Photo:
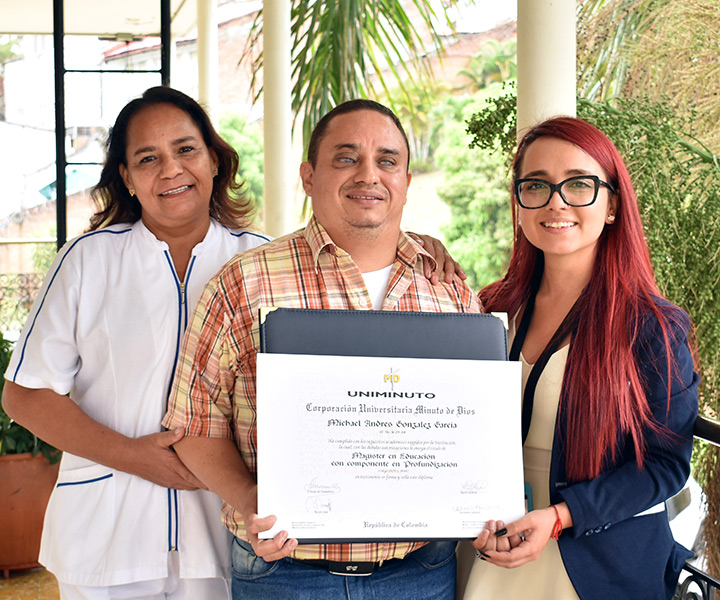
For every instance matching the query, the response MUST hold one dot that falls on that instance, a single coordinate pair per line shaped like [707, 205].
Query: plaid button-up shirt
[214, 390]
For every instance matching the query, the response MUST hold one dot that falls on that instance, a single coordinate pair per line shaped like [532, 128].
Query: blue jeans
[426, 573]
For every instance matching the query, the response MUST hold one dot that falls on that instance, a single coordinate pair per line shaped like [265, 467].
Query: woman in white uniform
[92, 369]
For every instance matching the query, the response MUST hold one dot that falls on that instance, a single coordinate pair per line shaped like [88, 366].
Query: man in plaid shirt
[351, 255]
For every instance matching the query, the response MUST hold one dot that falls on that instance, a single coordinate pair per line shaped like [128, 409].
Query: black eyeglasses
[575, 191]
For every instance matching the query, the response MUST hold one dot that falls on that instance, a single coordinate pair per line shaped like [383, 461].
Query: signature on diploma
[473, 487]
[318, 504]
[319, 488]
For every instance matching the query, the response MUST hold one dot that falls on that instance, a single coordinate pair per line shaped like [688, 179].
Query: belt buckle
[351, 569]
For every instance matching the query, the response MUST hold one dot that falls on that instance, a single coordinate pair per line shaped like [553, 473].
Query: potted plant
[28, 471]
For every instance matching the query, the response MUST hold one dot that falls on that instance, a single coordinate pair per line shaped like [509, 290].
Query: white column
[546, 42]
[281, 170]
[208, 68]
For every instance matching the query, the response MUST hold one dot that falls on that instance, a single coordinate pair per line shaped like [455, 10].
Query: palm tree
[654, 49]
[342, 49]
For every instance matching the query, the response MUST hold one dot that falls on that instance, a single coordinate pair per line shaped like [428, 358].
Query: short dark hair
[346, 107]
[115, 205]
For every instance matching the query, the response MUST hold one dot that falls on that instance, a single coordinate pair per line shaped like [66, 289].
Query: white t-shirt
[376, 284]
[106, 328]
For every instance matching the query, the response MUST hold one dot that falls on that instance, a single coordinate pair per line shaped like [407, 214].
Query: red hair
[602, 387]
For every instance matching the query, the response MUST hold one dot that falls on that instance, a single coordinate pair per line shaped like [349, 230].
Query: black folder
[383, 333]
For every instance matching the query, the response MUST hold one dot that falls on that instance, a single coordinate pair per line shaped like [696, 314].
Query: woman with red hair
[609, 394]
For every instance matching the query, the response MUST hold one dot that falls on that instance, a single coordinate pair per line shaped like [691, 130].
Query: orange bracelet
[557, 528]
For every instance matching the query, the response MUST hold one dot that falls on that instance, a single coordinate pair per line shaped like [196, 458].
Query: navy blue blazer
[609, 552]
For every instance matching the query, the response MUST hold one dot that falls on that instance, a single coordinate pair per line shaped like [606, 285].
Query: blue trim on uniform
[184, 298]
[108, 476]
[177, 522]
[169, 520]
[180, 327]
[52, 280]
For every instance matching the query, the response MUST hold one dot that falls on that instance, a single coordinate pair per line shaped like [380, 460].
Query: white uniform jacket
[106, 328]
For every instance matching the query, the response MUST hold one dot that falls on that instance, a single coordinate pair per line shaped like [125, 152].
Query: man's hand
[446, 263]
[153, 458]
[269, 550]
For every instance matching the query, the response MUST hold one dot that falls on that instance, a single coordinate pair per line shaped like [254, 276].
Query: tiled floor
[33, 584]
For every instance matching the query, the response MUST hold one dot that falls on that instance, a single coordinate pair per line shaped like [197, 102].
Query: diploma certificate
[379, 449]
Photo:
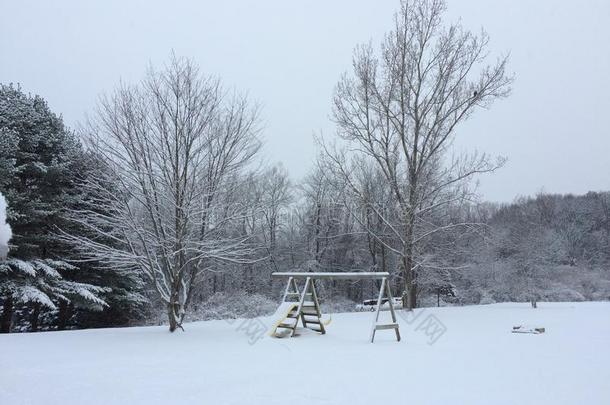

## Prompt
From the first line to the last, print the records exactly; leave out the pictures.

## Exercise solution
Photo:
For every instance matching the query, the response MUST hold one dot that falls on that instance, a single coordinate pair per line shaped like [707, 205].
Query: plaid button-up shirt
[214, 390]
For every instance matching the query, the response MUST hold one dot that falls on that instance, a single coordinate pair per line shaped like [532, 128].
Query: blue jeans
[426, 573]
For every instance matching the query, the response MUST hold one dot that falls on that instance, a single coordinate pair per line shaped like [265, 467].
Query: woman in white uniform
[92, 369]
For every instance matching the query, the response MUST hold one dot that falls on that instance, a single coordinate pair per line shaped like [88, 366].
Query: man in plaid shirt
[351, 255]
For every instance matching the query, the response MUST hold one dot that falls on that instance, a single coordinate pair per line shaped like [128, 409].
Query: black eyeglasses
[575, 191]
For every instance matching the query, the response MUST hold one dot that falls on that instance, a single coordinate pair per line shaped like [383, 461].
Query: signature on diploma
[473, 487]
[318, 504]
[319, 488]
For every instance matching the query, the response MUST hold one dot that falls on that instance, a single coordinate pair per line shaped like [688, 179].
Query: belt buckle
[351, 569]
For every instance matching the query, the response MUST hold one dot that falls on that instance, a single coordinate pair per line shaped like [553, 473].
Query: potted plant
[28, 471]
For every instance matching the query, the response MUST hold one dot that falls on that instance, a single coordinate pair per line shaped like [509, 290].
Query: white column
[546, 42]
[281, 170]
[208, 68]
For every instance matching the query, the response MUST hold one dot that falls on that instance, a single coordinate pair per line shaped like [455, 10].
Query: palm tree
[654, 49]
[342, 49]
For every instance matching the query, the response MUST hold one dot that falls on that instance, a single coordinate pair per line shaped like [428, 358].
Query: short dark hair
[346, 107]
[115, 205]
For every instance matching the query, the response MUST hold one dot that falls on that instance, a single coordinate pair per line shaped like [66, 289].
Query: white t-shirt
[376, 284]
[106, 328]
For every instance matching the query, the response MUST hold one dot that falls on that instance, a single coordinate pair per line shaped like [407, 214].
Query: red hair
[602, 387]
For every instance matching the query, the response MUST hold one dot that falls on that instance, a single coordinate pair per line shaped like [349, 230].
Query: black folder
[383, 333]
For every instance matching the query, the response MUST hold one dot that falls on that instance, a single coordinate pair per line shaped like [696, 314].
Query: woman with red hair
[609, 394]
For every instance matching the query, the response MUST hold one dot that falls on that instance, a single coordinate pair per line shaped like [691, 130].
Query: orange bracelet
[557, 528]
For every instance matching the query, the response MUST hold one dot that falls on that instance, a single coordinate pair per line shaped like [196, 458].
Query: navy blue blazer
[609, 552]
For every instance matching the query, the response MUST hold one dot that falls on that instance, a single coordinate pair per line shaped like [606, 285].
Query: blue trim on uniform
[184, 298]
[108, 476]
[177, 522]
[169, 520]
[180, 327]
[52, 280]
For every instance matching the query, the response MUST hold one dot that falls on that instance, a single coordinate pair per line shaped like [380, 460].
Query: white uniform jacket
[106, 328]
For every instance matching the query, the response MUST hold one dot that falls on that instance, a single coordinate pair per line shaped like [125, 152].
Query: man's hand
[446, 263]
[153, 458]
[269, 550]
For every instance matching the query, the response MUST hold one dot that falls on that instance, a single coordinate pair per line shaped like [254, 276].
Query: tiled floor
[33, 584]
For every instance matching the query, the response MUST hold one dot that falls on that instance, a single coordinate pair per line shaped like [197, 102].
Query: diploma certificate
[379, 449]
Photo:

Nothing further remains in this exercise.